Content starts
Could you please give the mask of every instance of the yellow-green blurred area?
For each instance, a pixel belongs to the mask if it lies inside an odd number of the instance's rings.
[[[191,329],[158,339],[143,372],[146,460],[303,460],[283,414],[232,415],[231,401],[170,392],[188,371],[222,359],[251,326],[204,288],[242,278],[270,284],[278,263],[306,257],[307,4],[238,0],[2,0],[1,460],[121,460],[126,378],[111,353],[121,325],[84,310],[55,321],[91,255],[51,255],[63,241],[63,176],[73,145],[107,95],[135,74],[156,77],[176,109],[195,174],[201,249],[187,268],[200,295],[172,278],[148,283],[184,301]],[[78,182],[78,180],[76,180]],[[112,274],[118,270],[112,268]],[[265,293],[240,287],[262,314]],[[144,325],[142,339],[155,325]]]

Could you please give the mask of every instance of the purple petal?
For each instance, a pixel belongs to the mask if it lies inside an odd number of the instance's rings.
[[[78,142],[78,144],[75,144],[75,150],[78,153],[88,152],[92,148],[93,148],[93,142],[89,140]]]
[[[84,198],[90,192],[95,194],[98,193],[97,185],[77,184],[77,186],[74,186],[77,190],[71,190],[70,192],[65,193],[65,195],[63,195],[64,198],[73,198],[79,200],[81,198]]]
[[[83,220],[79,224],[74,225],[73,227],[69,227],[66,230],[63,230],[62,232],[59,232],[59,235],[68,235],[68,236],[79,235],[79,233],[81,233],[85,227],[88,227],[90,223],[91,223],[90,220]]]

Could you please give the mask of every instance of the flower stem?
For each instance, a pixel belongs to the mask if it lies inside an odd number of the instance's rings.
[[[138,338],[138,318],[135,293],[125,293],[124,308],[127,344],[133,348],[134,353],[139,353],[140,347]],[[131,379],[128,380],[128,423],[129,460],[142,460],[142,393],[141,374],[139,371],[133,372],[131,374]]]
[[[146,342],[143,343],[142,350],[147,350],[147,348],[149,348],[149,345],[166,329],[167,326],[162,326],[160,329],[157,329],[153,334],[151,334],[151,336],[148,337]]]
Content ends
YOUR ASSIGNMENT:
All lines of the records containing "Could" should be shown.

TASK OUTPUT:
Could you please give the mask of every instance of the yellow-green blurred area?
Could you please give the mask of every instance of the purple petal?
Could you please give the mask of every instance of the flower stem?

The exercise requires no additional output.